§ **Text segment**:
+++++

The Court has had the benefit of listening to the tape recording made at the rally, which was filed as an exhibit in the court *133 below. Toward the end, Mr. Norton shouted remarks in crescendo and in an hysterical, high-pitched cadence directed the following diatribe to the Negroes standing on the fringe of the crowd:

"Well, we aren't going to scare any more, we aren't going to run any more — last summer, Adam Clayton Powell, the nigger congressman from Harlem, stood up and said, `we got the white man on the run.' Well, personally this is one white man that's not going to run any more. We're gonna stop, we're gonna fight — and I'll tell you one thing, maybe we'll have to sit down in the middle of the street, we'll bring this whole damn program within one year to a crashing halt. We're going to beat them, we're going to beat them, we're going to beat them. We're going to work together — they haven't got a chance. I'm going to tell you niggers out there now the best thing you can do is start taking reservations for Africa for you're finished. We don't need you. You're off, you're dead. Get ready to leave this country. Get ready to leave this country. You can leave a lot of ways — you can leave on boat, you can leave running, you can bicycle, or you can leave in a box. This is a white man's country. Princess Anne is a white man's town. This is a white man's county." (Emphasis supplied.)

The Court has reviewed the facts of this case in light of Cox v. Louisiana, 379 U.S. 536 (1965); Cooper v. Aaron, 358 U.S. 1 (1958); Beauharnis v. Illinois, 243 U.S. 250 (1952); Terminiello v. Chicago, 337 U.S. 1 (1949) Chaplinsky v. New Hampshire, 315 U.S. 568 (1942); Cantwell v. Connecticut, 310 U.S. 296 (1940); Schenck v. United States, 249 U.S. 47 (1919); and Rockwell v. Morris, 211 N.Y.S.2d 25 (App. Div. 1961).

We think the lower court acted in the face of a clear and present danger in issuing the temporary restraining order, dated August 7, 1966, enjoining the appellants from holding rallies, "until the matter can be heard and determined in equity or for a period of ten days from the date hereof," and accordingly *134 we affirm this action. We shall have more to say about the interlocutory injunction later in this opinion.

To elaborate at length on the cited authorities and their application to the case at bar, would be to write on a page of legal history already crowded. However, comment is necessary.

This Court is well aware that "Freedom of Speech," as guaranteed by the First Amendment of the Constitution of the United States is the cornerstone around which the house of government is built and without which other personal freedoms would atrophy.

However, as Justice Holmes pointed out in Schenck, supra, freedom of speech is not an absolute right, citing the example at p. 52 that: "The most stringent protection of free speech would not protect a man in falsely shouting fire in a theatre and causing a panic." He gave us the "clear and present danger" doctrine.

+++++

§ **Dataset extract**:
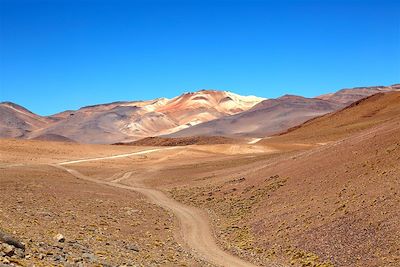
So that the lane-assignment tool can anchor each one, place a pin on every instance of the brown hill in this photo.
(53, 137)
(348, 96)
(127, 121)
(359, 116)
(333, 205)
(268, 117)
(17, 122)
(182, 141)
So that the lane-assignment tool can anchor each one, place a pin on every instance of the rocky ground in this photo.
(67, 222)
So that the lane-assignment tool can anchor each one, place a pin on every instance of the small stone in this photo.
(20, 253)
(8, 250)
(133, 247)
(89, 256)
(59, 238)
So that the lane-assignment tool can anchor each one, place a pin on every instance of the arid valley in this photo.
(199, 133)
(323, 193)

+++++

§ **Required actions**:
1. Answer each question from the court opinion:
(a) What was filed as an exhibit in the court below?
(b) What date does the temporary restraining order bear?
(c) Which justice gave the "clear and present danger" doctrine?
2. Name every case that the court opinion cites.
3. Carry on the court opinion from its final sentence.
The records have nothing to do with the court opinion.

§ **Task results**:
1.
(a) The tape recording made at the rally.
(b) August 7, 1966.
(c) Justice Holmes.

2.
- Cox v. Louisiana
- Cooper v. Aaron
- Beauharnis v. Illinois
- Terminiello v. Chicago
- Chaplinsky v. New Hampshire
- Cantwell v. Connecticut
- Schenck v. United States
- Rockwell v. Morris

3.
The speeches delivered by the appellants must not be judged as they abstractly read or sound in the sequestered atmosphere of judicial chambers, but with the realization that they were, in the nature of a harangue, delivered in the humidity of a torrid August night from the courthouse steps of a county seat whose people were not strangers to racial violence.

Captain Randall, Corporal Chaffey of the State Police, and Mr. Dashiell, a commissioner of the Town of Princess Anne, all having witnessed previous racial disturbances in Princess Anne and Officer Tenney of the Baltimore County Police testified as to the heightened tension of the crowd as the rally concluded. Colonel Davidson, Chief of Operations of the State Police, testified that at the time of the hearing on the injunction, August 30, 1966, "a very tense atmosphere" still existed.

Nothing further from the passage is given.